DOCUMENT EXCERPT section start
Every year on 10 December the international community observes Human Rights Day, which honours and remembers the day in 1948 on which the United Nations General Assembly adopted the Universal Declaration of Human Rights (UDHR). The day is officially celebrated as Human Rights Day since 1950, after the United Nations General Assembly (UNGA) passed a resolution to adopt it as a celebration of human rights. The Universal Declaration of Human Rights is a landmark in the history of human rights documents, setting out those basic, fundamental, and inalienable rights to which everyone is entitled and forming the basis for several more detailed human rights instruments since then.
This year’s theme announced by the United Nations – the main promoter of this international day – is “Recover Better – Stand Up for Human Rights”. The theme relates to the ongoing COVID-19 pandemic and the consequences it has had and continues to have worldwide, both directly in terms of unfortunate deaths and negative health effects, and indirectly, in terms of, for example, increasing violence against women and general worsening of mental health. Consequently, this year’s Human Rights Day concentrates on the recovery from the pandemic and the need to ensure that human rights are central to the recovery effort.
The United Nations suggest that there are four steps to take on the way to recovery. We must work towards ending discrimination of any kind: address inequalities; encourage participation and solidarity; and promote sustainable development.
No Peace Without Justice shares the principles on which the Universal Declaration of Human Rights is built and encourages all stakeholders to support the principles the United Nations has outlined as necessary for a successful and egalitarian recovery.
DOCUMENT EXCERPT section end
• [TASK A]: Reproduce the part of the Human Rights Day statement starting with "This year’s theme" and going on through "promote sustainable development.", word for word.
• [TASK B]: Render this sentence from the Human Rights Day statement in Spanish: "The United Nations suggest that there are four steps to take on the way to recovery."
The records below have no connection to the Human Rights Day statement.
DATA PROVIDED section start
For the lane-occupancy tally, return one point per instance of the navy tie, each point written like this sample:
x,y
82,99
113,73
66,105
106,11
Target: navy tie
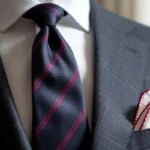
x,y
59,114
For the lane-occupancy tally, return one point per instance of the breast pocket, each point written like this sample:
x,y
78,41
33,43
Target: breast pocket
x,y
140,140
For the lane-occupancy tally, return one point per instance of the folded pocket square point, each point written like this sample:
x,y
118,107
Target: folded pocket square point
x,y
142,119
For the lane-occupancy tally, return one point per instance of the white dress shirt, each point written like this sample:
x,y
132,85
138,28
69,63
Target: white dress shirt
x,y
16,38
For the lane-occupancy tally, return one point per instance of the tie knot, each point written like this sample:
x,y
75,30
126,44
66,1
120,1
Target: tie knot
x,y
45,14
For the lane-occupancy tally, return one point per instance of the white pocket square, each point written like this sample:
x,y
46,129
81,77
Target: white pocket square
x,y
142,119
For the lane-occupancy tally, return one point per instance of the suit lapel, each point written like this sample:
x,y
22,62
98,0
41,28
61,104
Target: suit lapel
x,y
12,134
118,71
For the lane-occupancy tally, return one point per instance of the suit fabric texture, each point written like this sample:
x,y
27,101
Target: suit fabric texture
x,y
121,74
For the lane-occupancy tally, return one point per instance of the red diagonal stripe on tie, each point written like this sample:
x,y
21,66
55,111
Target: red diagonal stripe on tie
x,y
57,102
72,131
41,40
48,67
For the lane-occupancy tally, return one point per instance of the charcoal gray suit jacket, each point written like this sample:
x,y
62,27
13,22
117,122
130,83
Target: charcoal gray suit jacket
x,y
121,74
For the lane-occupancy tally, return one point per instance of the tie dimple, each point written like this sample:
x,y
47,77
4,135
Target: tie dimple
x,y
59,114
45,14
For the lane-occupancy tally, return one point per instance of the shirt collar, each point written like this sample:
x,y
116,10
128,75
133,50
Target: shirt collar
x,y
11,11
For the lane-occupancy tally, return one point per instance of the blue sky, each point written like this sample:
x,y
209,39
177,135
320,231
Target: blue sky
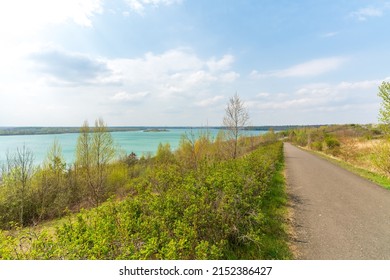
x,y
177,62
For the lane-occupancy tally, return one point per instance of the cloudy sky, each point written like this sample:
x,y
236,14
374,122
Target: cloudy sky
x,y
177,62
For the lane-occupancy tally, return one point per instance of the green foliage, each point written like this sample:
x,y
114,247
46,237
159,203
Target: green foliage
x,y
222,209
382,157
384,112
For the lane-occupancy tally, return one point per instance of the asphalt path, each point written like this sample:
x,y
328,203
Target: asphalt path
x,y
335,214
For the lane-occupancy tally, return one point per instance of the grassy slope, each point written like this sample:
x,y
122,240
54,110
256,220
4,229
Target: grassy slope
x,y
376,178
274,238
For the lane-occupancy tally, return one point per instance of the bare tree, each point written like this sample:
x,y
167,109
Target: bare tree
x,y
20,169
94,152
236,118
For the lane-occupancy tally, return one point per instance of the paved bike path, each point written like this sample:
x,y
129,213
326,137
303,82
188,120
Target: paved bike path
x,y
336,214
DATA PROVIDED section end
• [RESPONSE AREA A]:
This year’s theme announced by the United Nations – the main promoter of this international day – is “Recover Better – Stand Up for Human Rights”. The theme relates to the ongoing COVID-19 pandemic and the consequences it has had and continues to have worldwide, both directly in terms of unfortunate deaths and negative health effects, and indirectly, in terms of, for example, increasing violence against women and general worsening of mental health. Consequently, this year’s Human Rights Day concentrates on the recovery from the pandemic and the need to ensure that human rights are central to the recovery effort.
The United Nations suggest that there are four steps to take on the way to recovery. We must work towards ending discrimination of any kind: address inequalities; encourage participation and solidarity; and promote sustainable development.

• [RESPONSE AREA B]: Las Naciones Unidas sugieren que hay cuatro pasos que dar en el camino hacia la recuperación.